**STATED PROBLEM**
Write out the material exactly, leaving every picture behind.

[Start of INPUT RECORDS]

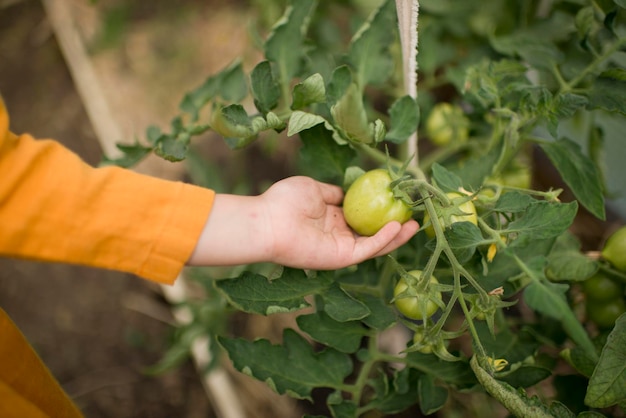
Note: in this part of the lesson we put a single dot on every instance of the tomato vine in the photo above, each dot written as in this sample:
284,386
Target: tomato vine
527,73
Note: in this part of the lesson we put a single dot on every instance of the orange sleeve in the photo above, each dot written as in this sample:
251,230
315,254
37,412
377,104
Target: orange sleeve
54,207
27,388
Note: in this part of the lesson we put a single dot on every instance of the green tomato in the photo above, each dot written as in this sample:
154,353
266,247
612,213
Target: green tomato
466,207
426,347
614,250
369,203
601,287
605,313
410,306
446,124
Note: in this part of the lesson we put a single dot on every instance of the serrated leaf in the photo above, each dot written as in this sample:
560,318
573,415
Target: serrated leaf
543,220
300,121
431,397
463,238
342,307
396,395
513,202
549,299
254,293
292,368
446,179
382,316
311,90
350,117
369,53
579,173
132,155
342,336
566,262
325,159
607,385
404,117
285,45
265,88
171,148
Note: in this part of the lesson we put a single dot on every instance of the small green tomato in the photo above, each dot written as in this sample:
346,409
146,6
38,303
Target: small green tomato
411,306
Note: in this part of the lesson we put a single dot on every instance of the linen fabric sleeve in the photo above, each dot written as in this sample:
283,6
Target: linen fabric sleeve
55,207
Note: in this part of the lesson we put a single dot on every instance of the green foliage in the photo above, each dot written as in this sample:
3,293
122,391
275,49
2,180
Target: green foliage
521,72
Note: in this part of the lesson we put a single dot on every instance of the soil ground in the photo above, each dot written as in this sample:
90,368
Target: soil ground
99,330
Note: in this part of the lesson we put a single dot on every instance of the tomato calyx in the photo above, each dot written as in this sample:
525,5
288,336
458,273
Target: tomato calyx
417,298
457,208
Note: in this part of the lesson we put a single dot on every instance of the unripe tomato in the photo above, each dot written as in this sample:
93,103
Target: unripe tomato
447,123
418,338
410,306
600,287
605,313
614,250
466,207
369,203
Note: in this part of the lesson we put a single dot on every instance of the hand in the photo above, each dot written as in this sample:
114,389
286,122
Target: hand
297,223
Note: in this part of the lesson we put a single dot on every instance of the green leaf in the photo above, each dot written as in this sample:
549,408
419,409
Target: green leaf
265,88
350,117
311,90
549,299
342,336
285,45
513,202
300,121
446,179
382,316
607,385
463,238
132,155
543,220
172,148
431,397
342,307
566,262
399,394
579,173
292,368
369,53
253,293
609,91
405,116
324,159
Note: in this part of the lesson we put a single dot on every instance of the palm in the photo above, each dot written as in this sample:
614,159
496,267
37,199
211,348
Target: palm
309,230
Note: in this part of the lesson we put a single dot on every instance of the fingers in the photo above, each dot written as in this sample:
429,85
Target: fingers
390,237
331,194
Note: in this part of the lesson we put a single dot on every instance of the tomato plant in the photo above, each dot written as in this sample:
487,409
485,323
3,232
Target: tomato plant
532,79
413,302
369,203
446,123
614,251
461,209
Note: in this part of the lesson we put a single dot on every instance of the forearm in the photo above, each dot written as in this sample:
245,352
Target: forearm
54,207
236,233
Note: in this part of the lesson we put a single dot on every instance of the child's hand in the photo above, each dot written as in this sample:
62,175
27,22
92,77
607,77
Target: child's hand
297,223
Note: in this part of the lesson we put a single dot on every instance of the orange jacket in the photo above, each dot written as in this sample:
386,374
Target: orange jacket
56,208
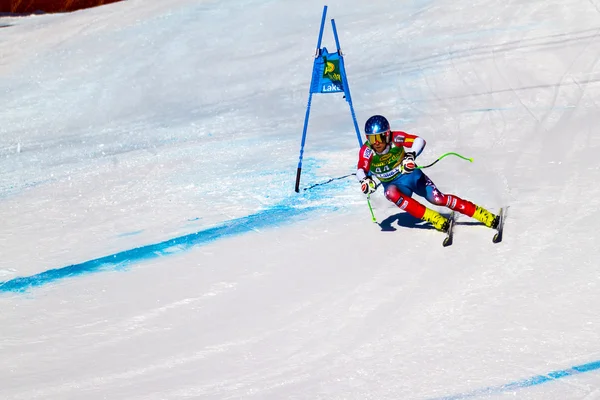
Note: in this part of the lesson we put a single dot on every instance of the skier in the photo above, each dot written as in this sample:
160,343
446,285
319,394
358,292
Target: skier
384,156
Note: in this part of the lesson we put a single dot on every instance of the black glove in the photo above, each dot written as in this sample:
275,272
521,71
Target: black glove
408,163
368,185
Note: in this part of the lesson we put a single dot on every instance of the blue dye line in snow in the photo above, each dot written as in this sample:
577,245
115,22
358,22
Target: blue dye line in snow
533,381
267,218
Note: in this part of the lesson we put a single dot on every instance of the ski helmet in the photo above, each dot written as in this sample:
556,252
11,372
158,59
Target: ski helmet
378,127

[End of INPUT RECORDS]

**REPLY TO THE TASK**
Note: in this part of the lesson we put a single dot on every instance of the tomato vine in the photo above, each dot written as in this sample:
284,386
Target: tomato vine
527,73
Note: in this part of the lesson we put a single dot on every instance of the orange sleeve in the photo above, each dot written as in this sample:
251,230
315,254
37,412
377,104
Target: orange sleeve
54,207
27,388
Note: in this part of the lesson we put a single dot on every instance of the green tomato in the photo above, each dot written as in this sample:
154,353
266,247
612,213
Target: green tomato
466,207
426,347
614,250
369,203
601,287
605,313
410,306
446,124
Note: in this part of the lesson we put a single dot on every instance of the serrated leaf in the photo above, each dot written as in this sample:
560,318
573,415
Target: serrated leaf
543,220
300,121
431,397
463,238
342,307
396,395
513,202
549,299
254,293
292,368
446,179
382,316
311,90
350,117
369,53
579,173
132,155
342,336
566,262
325,159
607,385
404,117
285,45
265,88
171,148
Note: in this part of the lesson we put a single dot on every instance of the small green tomato in the photo above, each dot written as in this sample:
346,409
146,6
38,303
Target: small green tomato
411,306
Note: in this part of the lesson we put a single dot on every instance of the linen fabric sleeve in the photo above, each dot written as in this sample:
283,6
Target: linen fabric sleeve
55,207
Note: in this part of the lesson we put a single dot on every instance of the green foliage in the photo above, each dot written as in this sample:
3,293
122,391
275,49
2,180
Target: green foliage
521,72
Note: in this part of the lesson we put a single dot on every instance of the soil ground in the photo above, each dot written as in this sample:
90,368
Target: soil ground
99,330
Note: in this part of the lesson we put a single dot on every instance of the tomato calyx in the photo above, each dot written as in this sample:
525,5
288,336
458,273
Target: tomato calyx
417,298
457,208
Note: in this part of the lesson we put a single dot on every instance of the unripe tomato in the photo above, each dot written as in this sample:
93,103
Target: unripe tomato
447,123
418,338
410,306
600,287
605,313
614,250
466,207
369,203
Note: in this part of the lesson we put a single dot on every instance of the hand in the photo above, each dot written as in this sample:
114,389
286,122
Target: hand
297,223
Note: in this part of the lesson we put a single dot on every instance of the green leaf in the photo above, each dot written as in this sample:
549,408
419,409
Target: green leaf
265,88
350,117
311,90
549,299
342,336
285,45
513,202
300,121
446,179
382,316
607,385
463,238
132,155
543,220
172,148
431,397
342,307
566,262
399,394
579,173
292,368
369,53
253,293
609,91
405,116
324,159
Note: in this part of the lesson we put a single dot on every instance of the palm in the photo above, each dot written as in this sample:
614,159
496,267
37,199
211,348
Target: palm
309,230
Note: in this part of the lesson we put a single dot on every instance of the fingers in the photo above, each dot written as in this sample:
429,85
Target: fingers
390,237
331,194
Note: in this part of the lesson we put a single dot on every instance of the tomato plant in the photo above, each dot written as in this sample:
487,409
485,323
3,232
Target: tomato plant
532,79
413,302
369,203
446,123
614,251
461,209
Note: in this part of the lesson we put a single dot on every instance of the forearm in the photo above, each dot written as in this sample:
245,352
Target: forearm
54,207
236,233
Note: in this part of the lesson we put a single dot on every instance of the child's hand in the photo above, each dot written as in this sample:
62,175
27,22
92,77
607,77
Target: child's hand
297,223
Note: in this part of the lesson we put a single dot on every instance of the orange jacket in the photo above, each dot written as in this sample:
386,374
Target: orange jacket
56,208
Note: in this part of the lesson we put a single dot on every instance of the skier in the photo above, each dot written as in this sample:
160,343
446,285
319,394
358,292
Target: skier
384,156
Note: in this part of the lesson we put a single dot on every instance of the black glove in the photo above, each dot written as in this sample:
275,272
521,71
Target: black glove
408,163
368,185
Note: in this part of the lesson we put a single dot on every instance of the blue dye line in snow in the photo above, each dot written as in this sample:
577,245
115,22
358,22
Target: blue dye line in snow
533,381
267,218
Note: in this part of the lesson we put a single dot on every instance of the ski helmet in the photo above, each dot written as in this sample:
556,252
11,372
158,59
Target: ski helmet
378,127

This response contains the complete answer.